**TEXT PROVIDED:**
=====
Black no Bohemian

I am always wary about ascribing certain affixes to blackness in order to attribute a trait to a nonblack source. For example, the Black Marilyn Monroe to mean Dorothy Dandridge or the Black Meryl Streep to mean Viola Davis. I recall a professor proclaiming Beyonce to be a modern Madonna. The audacity! The profanity! To me it reads just as shady as “you’re so beautiful for a black girl”. In the minds of many (incompetent)people, black will forever be stained with inferiority. Therefore, ideals and positive concepts such as beauty, talent or success is counter to what blackness represents. Blackness can’t stand alone, in itself and embody goodness. Viola Davis can’t just be her talented, groundbreaking Viola Davis self because that’s just incomprehensible in our society. She’s sooo (unbelievably) good that she is in the image of another great(er) talent.
=====
**DATASET EXTRACT:**

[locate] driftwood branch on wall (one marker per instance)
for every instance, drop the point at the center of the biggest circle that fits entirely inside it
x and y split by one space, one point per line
=====
**TASK DESCRIPTION:** Please write the next part of the "Black no Bohemian" piece, picking up after its last sentence.

**WRITTEN ANSWER:**
I say all this to say, I would have never deemed Shange or any other black artist of her era as “bohemian” because bohemian is a term which I’ve always seen associated with whiteness. Black people, to me, are artists. We are innately artistic. When whites get into the arts and spirituality and wearing their hair down and “being free”, it’s considered counterculture because it’s counter to their culture. How I’ve always perceived it, black folks been spiritual and immersed in the arts and it was never a conscious decision to be deliberately transgressive. Black folks live and breathe creativity and our casual expressions are works of art. So no I don’t see Shange as bohemian if bohemian means relating to some movement. In the same way I detest the redundancy of “black hippie”. Isn’t it laughable that a black slang (hip) is appropriated by whites and then thrown onto black people to say this black is like us. Shange being free-spirited, being a traveller, being spiritual and magical and a poet-cook-mother-activist is in line with an authentic blackness that doesn’t need to be supplemented by bohemian.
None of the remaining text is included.